▶ **EXERCISE AIM**:
Only lines with the word "water" are needed; collect each of them from the listing below.

|---|

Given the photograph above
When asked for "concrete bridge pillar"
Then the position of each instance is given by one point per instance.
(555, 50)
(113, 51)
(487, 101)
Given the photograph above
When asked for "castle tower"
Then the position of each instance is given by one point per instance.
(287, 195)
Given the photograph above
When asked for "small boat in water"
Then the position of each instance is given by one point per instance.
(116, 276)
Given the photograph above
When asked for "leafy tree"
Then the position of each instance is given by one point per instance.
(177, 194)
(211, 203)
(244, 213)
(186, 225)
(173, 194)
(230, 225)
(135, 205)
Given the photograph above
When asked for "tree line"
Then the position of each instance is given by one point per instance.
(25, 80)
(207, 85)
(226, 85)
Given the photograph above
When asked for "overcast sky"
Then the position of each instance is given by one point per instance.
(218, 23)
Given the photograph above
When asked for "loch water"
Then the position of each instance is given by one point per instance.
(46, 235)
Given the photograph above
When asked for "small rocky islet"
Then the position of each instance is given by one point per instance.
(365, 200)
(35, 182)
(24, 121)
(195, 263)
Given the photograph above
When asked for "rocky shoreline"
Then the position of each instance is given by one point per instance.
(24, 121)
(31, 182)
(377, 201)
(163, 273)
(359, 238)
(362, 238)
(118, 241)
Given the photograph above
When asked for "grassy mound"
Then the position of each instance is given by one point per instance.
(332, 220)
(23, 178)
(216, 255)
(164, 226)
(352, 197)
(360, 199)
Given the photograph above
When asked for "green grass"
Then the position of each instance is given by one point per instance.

|---|

▶ **RESPONSE TO THE TASK**:
When asked for "small boat in water"
When asked for "loch water"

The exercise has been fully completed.